● GIVEN REQUEST
Reproduce all of the listing below without alteration.

%%

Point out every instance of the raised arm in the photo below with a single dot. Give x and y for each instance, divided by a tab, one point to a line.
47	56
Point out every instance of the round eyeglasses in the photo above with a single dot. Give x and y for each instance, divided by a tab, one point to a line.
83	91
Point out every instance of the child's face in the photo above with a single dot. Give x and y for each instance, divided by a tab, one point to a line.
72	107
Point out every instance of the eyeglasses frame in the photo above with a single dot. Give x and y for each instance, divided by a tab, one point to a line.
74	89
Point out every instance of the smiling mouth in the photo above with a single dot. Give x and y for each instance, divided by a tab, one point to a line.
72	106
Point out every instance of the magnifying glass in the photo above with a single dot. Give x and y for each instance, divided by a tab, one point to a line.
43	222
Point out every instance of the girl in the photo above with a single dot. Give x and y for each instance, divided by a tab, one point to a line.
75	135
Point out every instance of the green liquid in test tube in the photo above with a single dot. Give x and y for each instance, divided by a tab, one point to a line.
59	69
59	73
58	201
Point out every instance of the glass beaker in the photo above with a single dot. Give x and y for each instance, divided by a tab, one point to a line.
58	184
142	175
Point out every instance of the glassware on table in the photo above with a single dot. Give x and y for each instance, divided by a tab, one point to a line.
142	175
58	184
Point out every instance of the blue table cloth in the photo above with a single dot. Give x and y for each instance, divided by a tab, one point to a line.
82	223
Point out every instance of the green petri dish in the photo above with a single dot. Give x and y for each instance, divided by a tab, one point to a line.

%%

● CORRECT OUTPUT
Point out every instance of the raised arm in the photo below with a single dot. Give x and y for each instance, divided by a tab, one point to a line.
47	56
Point out every instance of the round eyeglasses in the photo above with a single dot. Give x and y for each instance, divided by a tab, one point to a line.
83	91
Point out every instance of the child's face in the photo above with a single dot. Give x and y for each instance, divided by a tab, one point to a line.
72	107
Point out every instance of the eyeglasses frame in the photo above with a single dot. Give x and y for each instance, divided by a tab, one point to a line.
74	89
Point out every instance of the smiling mouth in the photo above with a single dot. Give x and y for each instance, divided by a tab, one point to a line.
72	106
Point out every instance of the magnifying glass in the photo above with a single dot. Give x and y for each instance, divided by a tab, one point to a line.
43	222
Point out every instance of the girl in the photo above with a single dot. Give x and y for each instance, divided by a tab, one point to a line.
75	135
Point out every instance of the green liquid in test tube in the photo above with a single dot. Give x and y for each instance, divided by a tab, one point to a line.
59	69
59	73
58	201
Point out every instance of the glass beaker in the photo above with a single dot. Give x and y for each instance, divided by a tab, one point to a line.
58	184
142	175
Point out every instance of the glassware on table in the photo above with a single dot. Give x and y for each instance, divided by a tab, one point to a line.
142	175
58	184
Point out every instance of the blue table cloth in the photo above with a single dot. Give x and y for each instance, divided by a tab, one point to a line.
82	223
Point out every instance of the green petri dish in the photo above with a single dot. Give x and y for each instance, divided by a tab, one point to a line.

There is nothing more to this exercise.